# WHAT TO WORK ON
Scan the material and copy every line in which "answer" appears.

# MATERIAL TO PROCESS
-- Opening Marker --

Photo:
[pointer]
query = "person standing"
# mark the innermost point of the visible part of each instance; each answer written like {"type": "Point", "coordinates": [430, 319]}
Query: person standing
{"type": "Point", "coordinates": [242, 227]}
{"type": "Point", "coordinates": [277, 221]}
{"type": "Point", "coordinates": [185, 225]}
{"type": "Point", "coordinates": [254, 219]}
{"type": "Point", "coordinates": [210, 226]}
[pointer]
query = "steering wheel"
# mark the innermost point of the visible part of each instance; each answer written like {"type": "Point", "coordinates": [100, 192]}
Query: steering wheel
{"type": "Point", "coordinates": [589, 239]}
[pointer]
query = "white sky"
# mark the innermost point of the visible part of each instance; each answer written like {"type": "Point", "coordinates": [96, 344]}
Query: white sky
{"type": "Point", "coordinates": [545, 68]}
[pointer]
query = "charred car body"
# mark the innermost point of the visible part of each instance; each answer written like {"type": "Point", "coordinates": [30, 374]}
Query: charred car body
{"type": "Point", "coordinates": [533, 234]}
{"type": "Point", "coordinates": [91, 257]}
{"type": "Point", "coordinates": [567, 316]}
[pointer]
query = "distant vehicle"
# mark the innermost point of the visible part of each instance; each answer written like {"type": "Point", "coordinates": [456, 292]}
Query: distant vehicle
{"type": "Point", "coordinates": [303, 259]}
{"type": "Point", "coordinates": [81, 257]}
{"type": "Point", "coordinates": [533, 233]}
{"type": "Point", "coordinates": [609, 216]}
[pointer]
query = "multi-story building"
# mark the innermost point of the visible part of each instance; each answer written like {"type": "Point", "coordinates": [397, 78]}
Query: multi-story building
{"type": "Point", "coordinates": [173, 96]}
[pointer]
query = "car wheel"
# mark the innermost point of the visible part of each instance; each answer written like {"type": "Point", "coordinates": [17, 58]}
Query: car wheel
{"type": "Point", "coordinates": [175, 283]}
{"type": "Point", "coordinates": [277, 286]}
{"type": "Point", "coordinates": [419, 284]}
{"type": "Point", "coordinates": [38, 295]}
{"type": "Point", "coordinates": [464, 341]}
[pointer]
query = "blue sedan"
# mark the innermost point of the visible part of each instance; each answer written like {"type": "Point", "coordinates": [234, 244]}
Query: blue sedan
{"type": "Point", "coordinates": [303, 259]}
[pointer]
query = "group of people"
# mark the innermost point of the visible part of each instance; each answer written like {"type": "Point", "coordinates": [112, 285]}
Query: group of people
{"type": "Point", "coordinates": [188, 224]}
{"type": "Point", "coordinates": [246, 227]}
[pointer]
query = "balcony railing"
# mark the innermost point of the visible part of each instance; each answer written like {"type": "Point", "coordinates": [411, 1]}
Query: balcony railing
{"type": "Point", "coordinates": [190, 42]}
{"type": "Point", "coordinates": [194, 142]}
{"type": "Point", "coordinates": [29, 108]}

-- Closing Marker --

# YOUR SOLUTION
# mark the innermost point of the visible part of each instance; each answer written like {"type": "Point", "coordinates": [430, 319]}
# mark the innermost point of the visible part of each instance; each answer written like {"type": "Point", "coordinates": [100, 192]}
# mark the innermost point of the visible part of each instance; each answer written like {"type": "Point", "coordinates": [96, 344]}
# mark the innermost point of the visible part of each instance; each answer written like {"type": "Point", "coordinates": [30, 374]}
# mark the innermost point of the visible part of each instance; each answer written like {"type": "Point", "coordinates": [456, 292]}
# mark the innermost point of the visible part of each instance; each answer written like {"type": "Point", "coordinates": [397, 78]}
# mark the innermost point of the visible part of each instance; each answer written like {"type": "Point", "coordinates": [17, 58]}
# mark the innermost point of the visible part of each instance; each answer written like {"type": "Point", "coordinates": [234, 244]}
# mark the innermost point of the visible part of each instance; each answer written like {"type": "Point", "coordinates": [112, 285]}
# mark the innermost point of the visible part of each instance; each answer written like {"type": "Point", "coordinates": [411, 1]}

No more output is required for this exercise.